> Text shown
= = = =

In the fall of 1999, while working at Portland General Electric, I was given a unique opportunity to start building a dream that several of us in the industry had for many years: Build a virtual peaking power plant using customer owned backup generators. This program, eventually called the Dispatchable Standby Generation (DSG) program, has become a very successful program for PGE and recently exceeded its original goal of acquiring 100 MW nameplate of peaking capacity for the utility.

For the initial pilot project in late 1999 and early 2000, however, we began with only one 500 kW Katolight generator as part of the program. That generator was located at a state facility, the MacLaren Youth Correctional Facility. That little generator created many headaches for our team, but, together with the generator control system we purchased from EnCorp, it also taught us many hard lessons related to interoperability.

That fall and winter of 1999-2000 was extremely cold and wet, and the generator and the switchgear/generator-controller sat outdoors on a small piece of property just outside MacLaren’s security fence. To keep relatively dry, we built a rag-tag shelter with tarps to keep the rain off. For a short time, we had the luxury of a small, unheated construction trailer left behind by EC Power after it installed the generator.

Our first challenge, after getting grid power to the installation, was to get the EnCorp Generator Controller to communicate with the Katolight generator. We followed the manufacturers’ recommendations to the letter, using an expensive grounded communication cable—“the fancy cable,” we called it. We wired up the system and set about testing. It only “sort of worked.” It was inconsistent—sometimes it worked, sometimes it didn’t. We kept testing, our frustration growing every day as we tried to fight off hypothermia. After weeks of trial and error, we learned that the system did not work because of inductance issues on the fancy cable; we discovered that substituting a simple low cost twisted pair of wires—speaker wire, I called it—did the trick.

That was only the beginning. Next we had issues with the generator controller not talking with the software system due to interface problems. My boss wondered why we were spending several months in the field and why costs were rising on the installation.

Fast forward twelve years to 2012 for PGE’s Salem Smart Power Project. Once again inductance and interface issues made communication between smart inverters and the 5 MW lithium-Ion battery storage system challenging
for our team. In our brave new world of inverter-based distributed energy resources (DER), plug and play is still the dream – not the reality.
Interoperability should be simple. When you purchase a piece of equipment that’s designed to communicate with another piece of equipment, they should work the first time. There are probably some energy policy makers out there that believe that’s the way things actually work: you plug it in and “there you go.”

I can tell you that is not how it works. Rarely, in the distributed generation or demand response equipment areas, do systems inter-operate. In fact, each generator or demand response site poses its own unique challenges to inter-device communication.

Let me give another example; Kettle Foods in Salem, Oregon, a major potato and other chip maker, installed one of the first greater-than 100 kW solar arrays in the Pacific Northwest. I wanted to obtain the data from that system. PGE had recently been experimenting with a new Ethernet radio system that seemed to offer simple wireless communication between field DER and our fairly new control system at PGE’s headquarters. We call that control system “GenOnSys.” We could also use a PGE SCADA (System Control and Data Acquisition) radio communications tower in West Salem to receive signals from Kettle Foods. This could ultimately provide a slick system for smaller generators in the Salem area to participate in the dispatchable standby generation program. In addition, solar or demand response systems could potentially utilize that approach in the future.

= = = =

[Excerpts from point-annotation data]
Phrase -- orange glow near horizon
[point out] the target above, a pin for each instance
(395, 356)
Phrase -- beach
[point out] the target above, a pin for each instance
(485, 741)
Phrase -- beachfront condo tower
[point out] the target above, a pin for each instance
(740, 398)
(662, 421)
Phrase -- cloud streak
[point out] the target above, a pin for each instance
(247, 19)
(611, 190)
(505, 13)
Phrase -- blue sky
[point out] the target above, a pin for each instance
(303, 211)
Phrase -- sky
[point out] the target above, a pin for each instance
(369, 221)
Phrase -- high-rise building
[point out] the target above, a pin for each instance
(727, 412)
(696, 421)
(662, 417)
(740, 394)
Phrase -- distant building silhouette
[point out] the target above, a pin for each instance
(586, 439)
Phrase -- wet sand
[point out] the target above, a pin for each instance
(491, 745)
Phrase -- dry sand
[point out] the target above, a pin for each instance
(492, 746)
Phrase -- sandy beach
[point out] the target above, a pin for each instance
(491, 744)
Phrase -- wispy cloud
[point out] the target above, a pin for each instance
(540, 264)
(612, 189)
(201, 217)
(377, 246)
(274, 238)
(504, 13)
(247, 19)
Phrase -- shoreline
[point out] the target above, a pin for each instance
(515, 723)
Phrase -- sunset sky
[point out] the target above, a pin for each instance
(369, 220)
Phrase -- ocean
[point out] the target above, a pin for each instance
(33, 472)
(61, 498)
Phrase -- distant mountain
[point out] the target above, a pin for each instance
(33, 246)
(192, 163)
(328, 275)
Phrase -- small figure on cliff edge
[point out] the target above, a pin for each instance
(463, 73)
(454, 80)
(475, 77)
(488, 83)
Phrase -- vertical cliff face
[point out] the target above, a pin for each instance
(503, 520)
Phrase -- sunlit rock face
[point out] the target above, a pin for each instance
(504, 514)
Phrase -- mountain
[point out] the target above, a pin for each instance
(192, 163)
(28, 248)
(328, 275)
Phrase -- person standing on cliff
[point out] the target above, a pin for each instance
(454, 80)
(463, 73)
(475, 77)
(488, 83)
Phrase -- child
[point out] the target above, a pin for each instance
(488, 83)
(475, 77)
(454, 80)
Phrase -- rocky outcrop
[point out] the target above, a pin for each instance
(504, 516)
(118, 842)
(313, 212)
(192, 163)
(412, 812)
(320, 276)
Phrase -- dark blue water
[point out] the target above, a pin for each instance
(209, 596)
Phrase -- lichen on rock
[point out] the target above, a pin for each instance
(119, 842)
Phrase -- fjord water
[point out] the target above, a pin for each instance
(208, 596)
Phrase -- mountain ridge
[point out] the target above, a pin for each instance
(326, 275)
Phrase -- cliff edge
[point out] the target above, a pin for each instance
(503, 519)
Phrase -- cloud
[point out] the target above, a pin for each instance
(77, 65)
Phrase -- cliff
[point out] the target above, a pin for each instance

= = = =

> Instruction A
In the passage on the PGE standby generation program, at which facility was the first 500 kW Katolight generator located?
> Instruction B
Copy the part of the passage on the PGE standby generation program that opens with the words containing "Let me give" and closes with "in the future.".
> Instruction C
Continue the passage on the PGE standby generation program from where it stops.
The lines come from a separate source.

> Task result A
The MacLaren Youth Correctional Facility.

> Task result B
Let me give another example; Kettle Foods in Salem, Oregon, a major potato and other chip maker, installed one of the first greater-than 100 kW solar arrays in the Pacific Northwest. I wanted to obtain the data from that system. PGE had recently been experimenting with a new Ethernet radio system that seemed to offer simple wireless communication between field DER and our fairly new control system at PGE’s headquarters. We call that control system “GenOnSys.” We could also use a PGE SCADA (System Control and Data Acquisition) radio communications tower in West Salem to receive signals from Kettle Foods. This could ultimately provide a slick system for smaller generators in the Salem area to participate in the dispatchable standby generation program. In addition, solar or demand response systems could potentially utilize that approach in the future.

> Task result C
Once again, the ugly reality of non- interoperability raised its head. The solar array’s inverter at Kettle Foods did not offer a way to communicate. Generally it is best to get information directly from the solar inverter, the device that converts DC power from the solar panels to AC power for the utility. That inverter was not capable of communicating with PGE. The meter used on the project, a SquareD PowerLogic meter, should have made communication easy. I’d had a lot of experience with that system, so it should have been a piece of cake. Not so: the radios we were using were Ethernet-based, similar to what you might find on your home wireless internet system. The meter only communicated via serial Modbus. That meant we needed a separate black box, a Modbus to Ethernet Converter, to communicate. Once again, several of us tried, carefully following the manuals, to make the systems talk. It took too long to try to make it work. Finally, PGE’s most experienced SCADA tech, who had worked his entire career on serial communications, got the system to work, but only after a trial and error process of rewiring each pin connection of the cables several times to find the right combination for the serial ports.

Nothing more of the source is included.